> [Task goal]: Output the line that contains "Exercise. For every instance of the bear's black" and each line after it in the listing, exactly as they appear, through the very last line.

********************

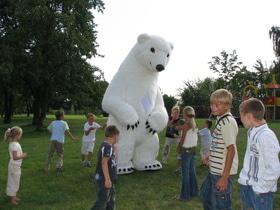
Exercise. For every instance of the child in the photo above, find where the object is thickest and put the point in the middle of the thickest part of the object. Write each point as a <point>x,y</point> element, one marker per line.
<point>172,134</point>
<point>206,139</point>
<point>261,168</point>
<point>223,159</point>
<point>106,171</point>
<point>90,128</point>
<point>187,148</point>
<point>13,135</point>
<point>57,128</point>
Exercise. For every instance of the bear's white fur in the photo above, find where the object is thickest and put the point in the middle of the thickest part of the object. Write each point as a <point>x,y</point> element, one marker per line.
<point>135,105</point>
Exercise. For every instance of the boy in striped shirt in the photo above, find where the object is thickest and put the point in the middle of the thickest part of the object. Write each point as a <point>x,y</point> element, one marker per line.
<point>223,159</point>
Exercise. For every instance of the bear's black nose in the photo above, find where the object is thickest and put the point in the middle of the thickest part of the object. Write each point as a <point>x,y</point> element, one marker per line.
<point>160,67</point>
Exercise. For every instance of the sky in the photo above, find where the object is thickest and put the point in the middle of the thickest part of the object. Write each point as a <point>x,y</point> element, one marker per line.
<point>198,29</point>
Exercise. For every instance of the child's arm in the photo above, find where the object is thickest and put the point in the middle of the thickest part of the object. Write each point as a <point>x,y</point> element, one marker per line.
<point>18,157</point>
<point>184,129</point>
<point>221,184</point>
<point>88,131</point>
<point>70,135</point>
<point>104,163</point>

********************

> [Written answer]:
Exercise. For every instance of the bear's black nose in the photo above, find where the object is thickest and put the point in the middle of the thickest part of the object. Write each point as a <point>x,y</point> element, one marker per line.
<point>160,67</point>
Exercise. For every instance of the sky in the photo above, find where the object is thickest and put the point in the middle of the thickest part of the object. Write each point as a <point>x,y</point> element, one marker per line.
<point>198,29</point>
Exercise. For every instance of the child's arm in the photo above, find where the object is thickest and put the point in the middle of the thickest part of the object. Write each point as a <point>x,y</point> element, one marker per line.
<point>18,157</point>
<point>184,129</point>
<point>221,184</point>
<point>88,131</point>
<point>70,135</point>
<point>104,163</point>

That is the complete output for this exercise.